Excerpted passage:
========================
Lv et al. (2025) Analysis of driving factors of soil salinity in Southern Xinjiang irrigation areas under dry-sowing and wet-emerging conditions

Identification

• Journal: Agricultural Water Management
• Year: 2025
• Date: 2025-12-01
• Authors: Tingbo Lv, Shaozhong Kang, Yi‐Fan Liu, Menghan Bian, Ling Tong, Wenhao Li
• DOI: 10.1016/j.agwat.2025.109962

Research Groups

• College of Water Resources and Civil Engineering, China Agricultural University, Beijing, China
• College of Water Conservancy & Architectural Engineering, Shihezi University, Shihezi, Xinjiang, China
• State Key Laboratory of Efficient Utilization of Agricultural Water Resources, Beijing, China

Short Summary

This study applied Multiscale Geographically Weighted Regression (MGWR) for the first time to quantitatively analyze the spatially heterogeneous driving factors of topsoil salinity (0–30 cm) in the Xiaohaizi Irrigation District under dry-sowing and wet-emerging conditions, revealing groundwater salinity as the dominant positive driver and proposing zone-specific management strategies.

Objective

• To determine the spatial patterns of surface salinity gain zones and inhibition zones under the Dry-Sowing and Wet-Emerging (DSWE) model.
• To identify which factors exert what type of influence on salinity, and in which specific areas.
• To develop a "zone–factor" precision regulation strategy based on the underlying spatial mechanisms.

Study Configuration

• Spatial Scale: Xiaohaizi Irrigation District, Xinjiang, China (78°56′–79°35′ E, 39°39′–40°43′ N), covering an area with 87 high-density sampling sites based on a 5 × 5 km grid, focusing on topsoil (0–30 cm) salinity.
• Temporal Scale: Soil moisture and salinity data were collected in March 2023, representing pre-sowing conditions.

Methodology and Data

• Models used: Multiscale Geographically Weighted Regression (MGWR), Ordinary Kriging (OK), Ordinary Least Squares (OLS).
• Data sources:
  • Field measurements: 261 layered soil samples (0–30 cm, 30–60 cm, 60–100 cm) from 87 sites for soil salinity and moisture content; GPS for coordinates and elevation.
  • Remote sensing: Landsat-8 OLI imagery for fractional vegetation coverage.
  • Geospatial data: 30 m Digital Elevation Model (DEM) for elevation and slope.
  • Monitoring wells: Groundwater depth and groundwater salinity.

Main Results

• MGWR significantly outperformed global OLS regression, achieving localized R² values ranging from 0.52 to 0.91, compared to OLS R² of 0.41, effectively capturing the spatial variability of soil salinity.
• Groundwater salinity was identified as the dominant positive driver, with a mean coefficient of 0.399 and a peak of 0.861 in the northwestern part of the district (bandwidth: 2.1 km), directly delineating high-risk zones for salt accumulation.
========================
Collection entries:

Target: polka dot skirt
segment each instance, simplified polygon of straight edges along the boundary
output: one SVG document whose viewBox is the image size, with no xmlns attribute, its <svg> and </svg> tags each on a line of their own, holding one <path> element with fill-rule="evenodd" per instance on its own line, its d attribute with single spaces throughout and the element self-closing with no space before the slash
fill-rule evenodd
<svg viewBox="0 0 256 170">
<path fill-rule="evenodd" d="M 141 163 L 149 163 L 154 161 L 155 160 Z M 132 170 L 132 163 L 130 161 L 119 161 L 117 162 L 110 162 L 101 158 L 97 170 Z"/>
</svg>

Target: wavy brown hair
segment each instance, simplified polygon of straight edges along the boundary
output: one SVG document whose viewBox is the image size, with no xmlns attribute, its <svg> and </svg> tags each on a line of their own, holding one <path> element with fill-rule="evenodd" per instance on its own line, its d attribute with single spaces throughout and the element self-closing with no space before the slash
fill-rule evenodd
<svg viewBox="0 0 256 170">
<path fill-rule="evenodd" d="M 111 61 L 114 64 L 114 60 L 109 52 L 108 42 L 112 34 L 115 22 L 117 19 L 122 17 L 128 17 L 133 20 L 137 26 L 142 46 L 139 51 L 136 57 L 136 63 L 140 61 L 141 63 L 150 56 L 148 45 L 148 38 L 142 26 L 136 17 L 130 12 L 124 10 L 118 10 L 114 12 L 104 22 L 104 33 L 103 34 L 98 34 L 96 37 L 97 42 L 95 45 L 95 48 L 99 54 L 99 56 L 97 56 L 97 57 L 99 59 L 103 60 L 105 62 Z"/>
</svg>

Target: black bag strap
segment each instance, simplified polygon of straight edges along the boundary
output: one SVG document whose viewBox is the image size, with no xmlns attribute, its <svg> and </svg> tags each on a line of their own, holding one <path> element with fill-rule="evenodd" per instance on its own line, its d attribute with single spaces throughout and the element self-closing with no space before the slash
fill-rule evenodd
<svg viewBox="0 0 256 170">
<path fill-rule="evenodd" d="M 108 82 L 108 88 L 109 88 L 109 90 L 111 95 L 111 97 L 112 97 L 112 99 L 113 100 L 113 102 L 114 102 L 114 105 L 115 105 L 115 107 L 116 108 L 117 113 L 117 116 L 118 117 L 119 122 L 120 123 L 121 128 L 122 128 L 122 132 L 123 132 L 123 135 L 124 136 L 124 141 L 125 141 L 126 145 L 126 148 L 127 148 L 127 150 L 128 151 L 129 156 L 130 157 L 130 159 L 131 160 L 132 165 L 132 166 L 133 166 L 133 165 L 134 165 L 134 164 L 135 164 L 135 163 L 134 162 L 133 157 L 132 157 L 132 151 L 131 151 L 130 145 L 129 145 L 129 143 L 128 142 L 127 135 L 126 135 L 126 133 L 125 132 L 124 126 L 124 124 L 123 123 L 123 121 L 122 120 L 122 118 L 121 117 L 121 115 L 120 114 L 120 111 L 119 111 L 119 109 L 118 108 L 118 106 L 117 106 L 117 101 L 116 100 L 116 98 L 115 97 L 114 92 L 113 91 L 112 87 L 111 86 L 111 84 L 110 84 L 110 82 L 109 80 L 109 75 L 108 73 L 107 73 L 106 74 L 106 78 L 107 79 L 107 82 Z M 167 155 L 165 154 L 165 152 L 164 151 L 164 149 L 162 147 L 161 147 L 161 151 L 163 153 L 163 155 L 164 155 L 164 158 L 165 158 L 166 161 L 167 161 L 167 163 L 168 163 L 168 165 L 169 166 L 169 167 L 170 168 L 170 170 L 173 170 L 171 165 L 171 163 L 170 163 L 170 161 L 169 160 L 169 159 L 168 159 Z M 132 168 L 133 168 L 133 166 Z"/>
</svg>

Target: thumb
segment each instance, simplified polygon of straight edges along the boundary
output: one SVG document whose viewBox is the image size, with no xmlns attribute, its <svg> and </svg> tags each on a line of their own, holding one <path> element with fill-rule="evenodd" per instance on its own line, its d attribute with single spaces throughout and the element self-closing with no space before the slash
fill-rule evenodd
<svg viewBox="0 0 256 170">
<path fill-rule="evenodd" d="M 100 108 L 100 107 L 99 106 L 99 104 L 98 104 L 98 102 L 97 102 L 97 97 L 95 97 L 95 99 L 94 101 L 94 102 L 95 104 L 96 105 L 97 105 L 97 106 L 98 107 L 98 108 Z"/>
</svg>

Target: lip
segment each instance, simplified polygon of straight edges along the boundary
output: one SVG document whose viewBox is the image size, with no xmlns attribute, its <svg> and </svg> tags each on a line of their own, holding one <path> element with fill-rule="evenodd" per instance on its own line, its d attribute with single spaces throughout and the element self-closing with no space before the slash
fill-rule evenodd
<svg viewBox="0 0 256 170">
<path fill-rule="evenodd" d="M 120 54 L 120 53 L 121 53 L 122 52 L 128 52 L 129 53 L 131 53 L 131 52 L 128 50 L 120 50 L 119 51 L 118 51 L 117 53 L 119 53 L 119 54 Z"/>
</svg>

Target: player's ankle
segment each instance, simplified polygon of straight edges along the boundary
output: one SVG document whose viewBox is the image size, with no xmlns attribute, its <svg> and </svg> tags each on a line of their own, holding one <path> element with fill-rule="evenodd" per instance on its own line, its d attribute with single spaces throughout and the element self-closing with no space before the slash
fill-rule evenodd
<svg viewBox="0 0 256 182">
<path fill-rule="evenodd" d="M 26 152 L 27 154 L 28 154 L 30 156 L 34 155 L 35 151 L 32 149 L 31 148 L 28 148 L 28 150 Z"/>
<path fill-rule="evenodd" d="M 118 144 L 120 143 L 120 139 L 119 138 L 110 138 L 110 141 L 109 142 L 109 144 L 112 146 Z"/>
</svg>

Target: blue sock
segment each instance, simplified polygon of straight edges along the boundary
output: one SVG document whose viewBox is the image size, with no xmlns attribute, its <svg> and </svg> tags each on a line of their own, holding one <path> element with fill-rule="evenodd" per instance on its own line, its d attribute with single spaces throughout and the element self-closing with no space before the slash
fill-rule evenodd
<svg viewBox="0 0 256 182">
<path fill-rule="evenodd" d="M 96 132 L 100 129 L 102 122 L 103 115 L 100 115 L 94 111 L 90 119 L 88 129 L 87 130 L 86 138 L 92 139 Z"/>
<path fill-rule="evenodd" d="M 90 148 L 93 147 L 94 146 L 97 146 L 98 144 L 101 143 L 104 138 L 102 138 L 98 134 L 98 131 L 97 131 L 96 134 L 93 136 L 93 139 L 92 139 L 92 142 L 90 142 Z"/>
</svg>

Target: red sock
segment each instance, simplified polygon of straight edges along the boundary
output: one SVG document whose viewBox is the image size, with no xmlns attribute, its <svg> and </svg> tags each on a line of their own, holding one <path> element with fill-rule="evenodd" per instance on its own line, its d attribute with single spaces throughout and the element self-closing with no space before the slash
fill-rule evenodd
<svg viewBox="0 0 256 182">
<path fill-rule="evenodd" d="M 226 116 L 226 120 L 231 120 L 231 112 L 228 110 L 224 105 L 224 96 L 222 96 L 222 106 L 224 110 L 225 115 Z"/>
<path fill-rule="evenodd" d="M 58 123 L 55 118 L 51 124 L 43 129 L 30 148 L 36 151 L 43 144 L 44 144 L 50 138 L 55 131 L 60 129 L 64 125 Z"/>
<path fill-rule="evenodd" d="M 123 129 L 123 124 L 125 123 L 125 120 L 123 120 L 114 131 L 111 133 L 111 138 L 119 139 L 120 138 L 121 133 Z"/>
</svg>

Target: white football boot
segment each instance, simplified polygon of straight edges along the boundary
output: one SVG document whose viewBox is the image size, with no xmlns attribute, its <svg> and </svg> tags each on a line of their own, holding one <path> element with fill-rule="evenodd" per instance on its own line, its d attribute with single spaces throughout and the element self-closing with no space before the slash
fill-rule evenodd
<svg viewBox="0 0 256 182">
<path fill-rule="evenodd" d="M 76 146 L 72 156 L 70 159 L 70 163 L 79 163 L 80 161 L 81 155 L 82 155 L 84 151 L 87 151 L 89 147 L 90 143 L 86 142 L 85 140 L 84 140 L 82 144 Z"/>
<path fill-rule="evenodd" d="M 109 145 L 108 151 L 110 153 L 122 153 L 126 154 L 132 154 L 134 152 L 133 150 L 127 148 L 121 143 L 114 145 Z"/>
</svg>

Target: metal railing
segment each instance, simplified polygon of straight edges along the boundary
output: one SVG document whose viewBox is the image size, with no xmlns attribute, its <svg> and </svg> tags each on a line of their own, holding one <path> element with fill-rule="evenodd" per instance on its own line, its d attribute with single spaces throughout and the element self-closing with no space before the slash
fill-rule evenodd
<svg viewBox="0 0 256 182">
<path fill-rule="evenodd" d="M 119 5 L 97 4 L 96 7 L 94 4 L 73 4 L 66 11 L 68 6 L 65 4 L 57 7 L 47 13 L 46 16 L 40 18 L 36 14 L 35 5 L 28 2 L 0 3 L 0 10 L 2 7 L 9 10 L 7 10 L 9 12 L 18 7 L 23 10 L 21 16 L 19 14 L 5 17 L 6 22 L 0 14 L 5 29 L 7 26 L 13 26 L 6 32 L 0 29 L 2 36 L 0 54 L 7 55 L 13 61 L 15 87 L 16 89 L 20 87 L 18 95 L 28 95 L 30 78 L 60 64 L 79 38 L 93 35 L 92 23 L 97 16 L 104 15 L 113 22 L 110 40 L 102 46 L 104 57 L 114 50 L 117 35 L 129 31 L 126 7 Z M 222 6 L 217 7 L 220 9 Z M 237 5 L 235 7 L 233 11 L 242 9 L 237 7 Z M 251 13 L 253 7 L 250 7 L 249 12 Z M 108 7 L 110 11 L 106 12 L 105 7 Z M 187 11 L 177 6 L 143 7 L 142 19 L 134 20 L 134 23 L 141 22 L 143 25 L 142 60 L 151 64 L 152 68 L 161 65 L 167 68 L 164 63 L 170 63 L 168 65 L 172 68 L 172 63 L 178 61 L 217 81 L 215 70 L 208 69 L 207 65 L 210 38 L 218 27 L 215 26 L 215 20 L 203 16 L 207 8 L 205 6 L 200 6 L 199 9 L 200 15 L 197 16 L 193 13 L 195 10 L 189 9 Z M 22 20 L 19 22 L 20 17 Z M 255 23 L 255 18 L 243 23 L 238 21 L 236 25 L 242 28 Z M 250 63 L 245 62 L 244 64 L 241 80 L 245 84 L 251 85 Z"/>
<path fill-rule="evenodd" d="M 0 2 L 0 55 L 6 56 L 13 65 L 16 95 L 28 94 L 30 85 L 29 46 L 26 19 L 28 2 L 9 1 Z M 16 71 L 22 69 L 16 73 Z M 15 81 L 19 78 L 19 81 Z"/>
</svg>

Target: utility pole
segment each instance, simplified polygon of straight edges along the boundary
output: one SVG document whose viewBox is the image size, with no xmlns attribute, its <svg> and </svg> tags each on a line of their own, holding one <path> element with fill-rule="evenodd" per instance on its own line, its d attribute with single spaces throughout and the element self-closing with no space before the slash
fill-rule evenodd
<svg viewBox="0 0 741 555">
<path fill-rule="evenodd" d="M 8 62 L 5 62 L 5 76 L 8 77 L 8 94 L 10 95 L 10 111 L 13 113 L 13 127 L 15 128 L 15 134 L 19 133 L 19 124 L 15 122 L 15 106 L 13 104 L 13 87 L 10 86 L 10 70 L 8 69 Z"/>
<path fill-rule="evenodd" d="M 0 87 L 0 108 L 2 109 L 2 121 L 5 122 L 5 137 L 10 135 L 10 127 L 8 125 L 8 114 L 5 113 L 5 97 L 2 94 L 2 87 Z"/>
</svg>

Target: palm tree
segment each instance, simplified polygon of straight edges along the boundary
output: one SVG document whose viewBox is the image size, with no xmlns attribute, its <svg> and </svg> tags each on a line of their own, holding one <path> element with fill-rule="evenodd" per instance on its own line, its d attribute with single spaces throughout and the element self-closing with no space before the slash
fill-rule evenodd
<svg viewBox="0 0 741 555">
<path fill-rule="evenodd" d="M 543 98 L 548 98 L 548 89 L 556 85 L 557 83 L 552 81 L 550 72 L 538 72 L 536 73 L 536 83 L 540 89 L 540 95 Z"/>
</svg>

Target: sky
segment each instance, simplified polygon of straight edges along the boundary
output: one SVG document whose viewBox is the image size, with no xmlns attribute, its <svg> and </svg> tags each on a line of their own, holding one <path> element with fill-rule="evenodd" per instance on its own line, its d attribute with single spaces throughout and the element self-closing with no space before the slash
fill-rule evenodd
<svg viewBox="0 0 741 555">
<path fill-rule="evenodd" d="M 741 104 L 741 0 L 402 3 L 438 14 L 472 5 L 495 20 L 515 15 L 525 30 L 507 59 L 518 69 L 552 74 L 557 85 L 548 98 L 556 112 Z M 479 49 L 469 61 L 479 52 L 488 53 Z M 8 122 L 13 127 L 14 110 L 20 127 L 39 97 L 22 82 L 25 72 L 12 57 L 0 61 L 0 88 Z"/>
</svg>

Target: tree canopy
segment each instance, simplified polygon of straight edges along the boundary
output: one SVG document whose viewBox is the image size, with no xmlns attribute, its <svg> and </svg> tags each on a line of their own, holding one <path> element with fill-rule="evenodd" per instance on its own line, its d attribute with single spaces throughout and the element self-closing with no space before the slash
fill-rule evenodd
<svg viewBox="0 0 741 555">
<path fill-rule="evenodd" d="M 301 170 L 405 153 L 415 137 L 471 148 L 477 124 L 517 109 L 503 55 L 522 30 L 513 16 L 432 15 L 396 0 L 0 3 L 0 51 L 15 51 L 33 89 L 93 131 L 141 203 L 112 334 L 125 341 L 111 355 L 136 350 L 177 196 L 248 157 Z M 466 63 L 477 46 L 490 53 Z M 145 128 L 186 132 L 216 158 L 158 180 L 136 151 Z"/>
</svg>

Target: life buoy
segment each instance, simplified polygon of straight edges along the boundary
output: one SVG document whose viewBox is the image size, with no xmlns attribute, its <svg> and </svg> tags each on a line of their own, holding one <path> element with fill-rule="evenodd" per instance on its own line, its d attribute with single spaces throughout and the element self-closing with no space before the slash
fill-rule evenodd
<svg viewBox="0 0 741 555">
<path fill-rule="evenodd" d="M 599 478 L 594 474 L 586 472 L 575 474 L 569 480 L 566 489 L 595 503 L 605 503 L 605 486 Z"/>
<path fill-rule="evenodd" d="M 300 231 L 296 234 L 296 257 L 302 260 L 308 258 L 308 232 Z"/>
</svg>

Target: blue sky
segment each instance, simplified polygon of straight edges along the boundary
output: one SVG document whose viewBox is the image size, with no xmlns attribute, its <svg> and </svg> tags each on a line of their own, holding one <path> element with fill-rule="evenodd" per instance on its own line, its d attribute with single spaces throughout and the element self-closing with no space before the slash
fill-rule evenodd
========================
Task list:
(1) From the soil salinity summary, return the stretch from "Main Results" through "for salt accumulation.", copied word for word.
(2) Name each author listed in the soil salinity summary.

The replies:
(1)
Main Results

• MGWR significantly outperformed global OLS regression, achieving localized R² values ranging from 0.52 to 0.91, compared to OLS R² of 0.41, effectively capturing the spatial variability of soil salinity.
• Groundwater salinity was identified as the dominant positive driver, with a mean coefficient of 0.399 and a peak of 0.861 in the northwestern part of the district (bandwidth: 2.1 km), directly delineating high-risk zones for salt accumulation.

(2) Tingbo Lv, Shaozhong Kang, Yi‐Fan Liu, Menghan Bian, Ling Tong, Wenhao Li